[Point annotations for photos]
* BEGIN *

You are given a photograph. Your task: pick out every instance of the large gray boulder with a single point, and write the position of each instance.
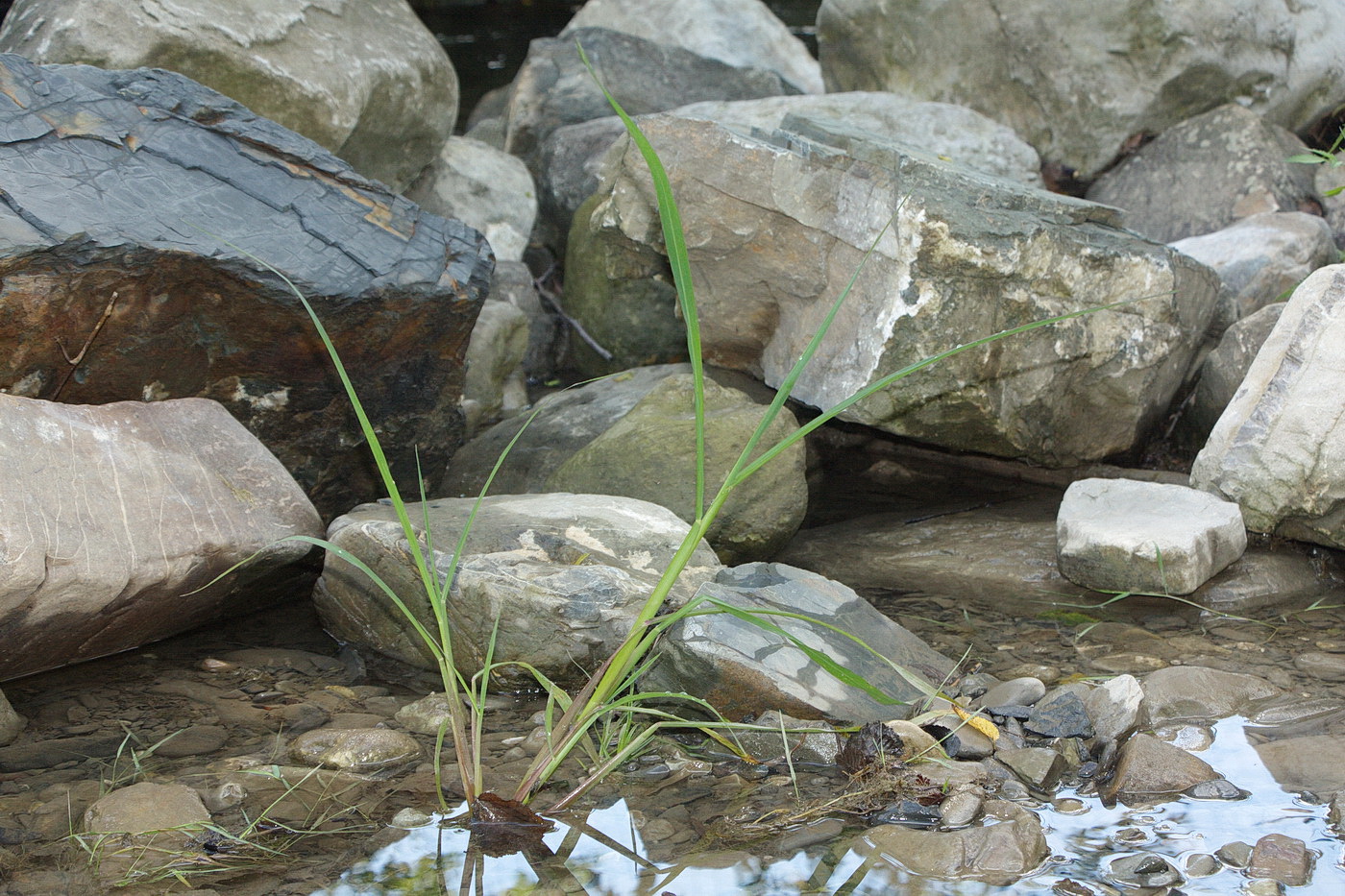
(116, 520)
(1078, 85)
(967, 255)
(743, 34)
(484, 188)
(634, 435)
(1280, 447)
(1118, 534)
(367, 81)
(562, 576)
(743, 668)
(1208, 173)
(1260, 258)
(140, 213)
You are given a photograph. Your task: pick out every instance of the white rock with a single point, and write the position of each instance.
(739, 33)
(1280, 447)
(1118, 534)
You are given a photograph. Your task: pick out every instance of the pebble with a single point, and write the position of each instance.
(1318, 665)
(1145, 869)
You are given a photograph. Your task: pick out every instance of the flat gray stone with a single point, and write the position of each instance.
(1118, 534)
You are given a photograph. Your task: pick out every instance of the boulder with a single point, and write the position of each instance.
(966, 257)
(1280, 447)
(1260, 258)
(1223, 372)
(743, 34)
(1194, 691)
(554, 89)
(116, 521)
(1078, 89)
(634, 435)
(484, 188)
(1208, 173)
(144, 275)
(366, 81)
(571, 157)
(1009, 845)
(494, 382)
(1118, 534)
(743, 668)
(564, 576)
(1149, 771)
(954, 133)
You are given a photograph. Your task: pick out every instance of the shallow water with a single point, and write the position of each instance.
(602, 851)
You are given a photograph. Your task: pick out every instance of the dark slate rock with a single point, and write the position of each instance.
(1060, 715)
(134, 205)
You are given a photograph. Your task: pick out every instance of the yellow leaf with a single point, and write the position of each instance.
(981, 724)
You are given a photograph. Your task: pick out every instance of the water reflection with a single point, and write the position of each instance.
(601, 852)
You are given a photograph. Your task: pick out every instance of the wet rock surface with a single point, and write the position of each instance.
(144, 269)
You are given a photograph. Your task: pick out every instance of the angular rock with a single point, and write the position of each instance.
(1039, 767)
(494, 383)
(954, 133)
(634, 435)
(564, 574)
(994, 853)
(1193, 691)
(386, 107)
(1260, 258)
(114, 520)
(554, 89)
(1060, 714)
(1149, 770)
(743, 668)
(1118, 534)
(144, 269)
(1113, 707)
(1206, 174)
(966, 257)
(362, 751)
(1112, 74)
(743, 34)
(1223, 372)
(1284, 859)
(1305, 764)
(484, 188)
(1274, 449)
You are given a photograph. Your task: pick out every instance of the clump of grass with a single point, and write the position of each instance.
(609, 695)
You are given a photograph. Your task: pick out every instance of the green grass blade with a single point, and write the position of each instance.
(674, 242)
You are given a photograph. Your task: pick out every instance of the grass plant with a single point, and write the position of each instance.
(609, 702)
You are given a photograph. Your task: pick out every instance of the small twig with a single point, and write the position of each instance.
(553, 299)
(74, 362)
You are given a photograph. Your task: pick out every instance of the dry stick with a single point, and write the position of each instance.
(553, 299)
(74, 362)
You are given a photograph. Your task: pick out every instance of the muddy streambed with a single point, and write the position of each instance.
(658, 828)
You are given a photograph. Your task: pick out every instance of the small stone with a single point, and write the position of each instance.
(1235, 853)
(1318, 665)
(1022, 691)
(961, 809)
(1281, 858)
(908, 812)
(1203, 865)
(1217, 788)
(1060, 715)
(1145, 869)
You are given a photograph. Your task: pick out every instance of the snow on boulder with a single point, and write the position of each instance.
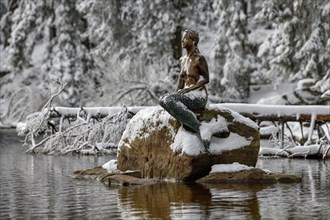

* END *

• Goal of the exercise: Which lines in the listing above contain the word "small"? Copy each one.

• Task response:
You are given a photograph. Your task: pick out every instance of the small twig with a single point, and write the position of each instance.
You are given a photograph. Your task: pick out every instance of the small stone with a single point, and write the position of each instance.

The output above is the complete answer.